▶ **PROBLEM STATEMENT**: Reproduce the passage of the article below about the blogger jailed in Vietnam, from "Nguyen Van Hoa, arrested" to "elicit public disorder.", inclusive.

::: EXCERPT PROVIDED

Vietnam Gives Blogger 7 Years in Prison After Reporting on Disastrous Toxic Spill

Vietnam Gives Blogger 7 Years in Prison After Reporting on Disastrous Toxic Spill
Carl Samson
November 28, 2017
A 22-year-old blogger will spend seven years in jail after writing reports about one of Vietnam’s worst environmental disasters that shook the Vietnamese coast last year.
Nguyen Van Hoa, arrested back in April, produced articles, photos and videos over a toxic spill caused by Formosa Ha Tinh Steel Corporation, a Taiwan-owned steel plant.
According to state media, he released the story for the purpose of “propagating against, distorting and defaming the government.” He was also accused of receiving money from “extremists and hostile forces” to elicit public disorder.
Through its waste pipeline, Formosa Corporation flushed cyanide and other chemicals that killed around 115 tons (104,326 kilograms) of fish, poisoned people and damaged livelihoods that depended on the affected areas.
Vietnam reportedly withheld information at first, such as the names of the toxic agents, even from victims and doctors. Some accused the government of protecting the company, claiming that a special deal existed between them.
On Monday, Hoa was found guilty of “conducting propaganda against the state” and violating Article 88 of Vietnam’s penal code in a closed trial in Ha Tinh Province. He was not represented by a lawyer.
Le Cong Dinh, a rights lawyer, condemned the “completely predictable” verdict. He described it as a “secret trial” that took place as the court “tricked people” into thinking that the hearing would take place on Tuesday, as it was initially scheduled.
Dinh told Radio Free Asia:
“Under Vietnamese law, the defendant has the right to refuse a lawyer. But a trial without a lawyer, like this one, fails to meet an important legal standard that everyone around the world agrees on the need for.
“We all know that most of the evidence is fabricated and falsely interpreted. Therefore, it’s not surprising to know that there was no lawyer at his trial.”

::::::
::: SOURCE DATA

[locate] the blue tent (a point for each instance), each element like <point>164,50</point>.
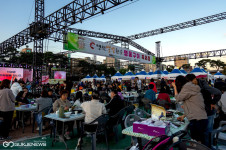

::::::

▶ **ANSWER BOX**:
Nguyen Van Hoa, arrested back in April, produced articles, photos and videos over a toxic spill caused by Formosa Ha Tinh Steel Corporation, a Taiwan-owned steel plant.
According to state media, he released the story for the purpose of “propagating against, distorting and defaming the government.” He was also accused of receiving money from “extremists and hostile forces” to elicit public disorder.